▸ **Given passage**:
## Begin
As with any philosophy of doing science, modeling has to conform to the time-honored principles and constraints that have contributed to modern science’s enormous growth and practical utility over the last five hundred years or so. Foremost among these constraints is the accurate and reproducible communication of results which lies at the foundation of scientific inquiry. Accuracy is essential for understanding the mechanistic workings of a particular method and its causal connections to the observed result. Reproducibility is at the heart of the scientific method, a basic requirement without which it becomes impossible to trust and validate any scientific study. As modeling and simulation have become mainstays of modern scientific research, they have brought with them unique challenges pertaining to both these methodological aspects.
Galileo provided an early and striking instance of reproducibility in modern science when he constructed his telescope and made groundbreaking observations of the moons of Jupiter. As the story goes, he painstakingly made several copies of the instrument and gave them to the crowned heads of Europe so that they too could see what he saw. In Galileo’s work we witness two cardinal aspects of reproducibility. One is the duplication of the instrument of research; the other is the duplication of the results themselves, in this case in the form of observations.
## End
▸ **Jobs**:
A: Reproduce the reproducibility passage word for word, everything from "Galileo provided an" down to "form of observations.".
B: Extend the passage on reproducibility in science, picking up after its final sentence.
The lines further down have no connection to the passage on scientific reproducibility.

▸ **Data segment**:
## Begin
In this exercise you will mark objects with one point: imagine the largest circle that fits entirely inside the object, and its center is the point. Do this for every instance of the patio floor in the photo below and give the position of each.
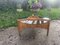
(10, 36)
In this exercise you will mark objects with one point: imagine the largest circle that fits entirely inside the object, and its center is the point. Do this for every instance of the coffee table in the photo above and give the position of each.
(33, 22)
## End
▸ **In response**:
A:
Galileo provided an early and striking instance of reproducibility in modern science when he constructed his telescope and made groundbreaking observations of the moons of Jupiter. As the story goes, he painstakingly made several copies of the instrument and gave them to the crowned heads of Europe so that they too could see what he saw. In Galileo’s work we witness two cardinal aspects of reproducibility. One is the duplication of the instrument of research; the other is the duplication of the results themselves, in this case in the form of observations.

B:
Both these metaphors lend themselves well to the demands for accuracy and reproducibility in simulation techniques. The instrumental analog of modeling would be the precise form of the hardware and software used for the study. The observational analog would be the specific method of gathering, processing and presenting the data so that it appears the same to every observer. If we are to accurately reproduce and verify the results of modeling, we need to have standards for addressing both these aspects of data generation, analysis and presentation. Unfortunately, premier journals still have to institute standard policies for code submission. Science for instance requires its authors to supply the actual code while Nature requires only “a description detailed enough to allow others to write their own code to do similar analysis” which can be a recipe for ambiguity. Ironically, as the use of simulation software has proliferated through graphical user interfaces and ease of operation, it has become all too easy for non-expert users to treat the software as a black box and not worry about communicating under-the-hood details. The increasing availability of open-source programs and the undoubtedly propitious employment of simulation by experimentalists makes the matter of having standards and venues for the communication of computational results a particularly urgent one.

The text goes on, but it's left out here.